- TASK REQUIREMENTS: Count the lines in the rows below that contain the string "Query", treating uppercase and lowercase letters as different, and give only that number.

# Start of SUPPLIED RECORDS

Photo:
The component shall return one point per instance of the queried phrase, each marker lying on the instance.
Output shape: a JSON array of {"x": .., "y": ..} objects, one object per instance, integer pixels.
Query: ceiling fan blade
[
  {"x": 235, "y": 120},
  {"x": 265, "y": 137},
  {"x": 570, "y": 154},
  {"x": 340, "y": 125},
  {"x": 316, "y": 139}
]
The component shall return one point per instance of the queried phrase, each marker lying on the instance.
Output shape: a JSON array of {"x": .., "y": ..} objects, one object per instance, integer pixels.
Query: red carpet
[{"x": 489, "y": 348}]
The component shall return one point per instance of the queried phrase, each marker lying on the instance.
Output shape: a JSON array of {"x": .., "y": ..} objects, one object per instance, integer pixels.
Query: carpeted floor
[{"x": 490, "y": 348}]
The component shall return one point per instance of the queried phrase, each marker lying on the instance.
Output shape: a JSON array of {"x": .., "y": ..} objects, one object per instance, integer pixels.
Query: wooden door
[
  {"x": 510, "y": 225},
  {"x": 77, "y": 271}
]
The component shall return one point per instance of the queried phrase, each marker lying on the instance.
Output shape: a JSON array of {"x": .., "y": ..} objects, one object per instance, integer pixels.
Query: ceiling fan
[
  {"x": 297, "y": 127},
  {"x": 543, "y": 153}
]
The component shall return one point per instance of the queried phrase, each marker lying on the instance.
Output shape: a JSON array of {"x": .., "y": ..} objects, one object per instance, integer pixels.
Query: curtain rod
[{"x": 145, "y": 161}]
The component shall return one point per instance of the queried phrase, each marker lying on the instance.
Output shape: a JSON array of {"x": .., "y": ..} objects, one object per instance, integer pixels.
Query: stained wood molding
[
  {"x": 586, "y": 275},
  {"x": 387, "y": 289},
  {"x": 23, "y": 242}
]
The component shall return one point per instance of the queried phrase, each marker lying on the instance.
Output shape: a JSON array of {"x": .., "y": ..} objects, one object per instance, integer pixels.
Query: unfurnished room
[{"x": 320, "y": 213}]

# End of SUPPLIED RECORDS

- TASK RESULT: 8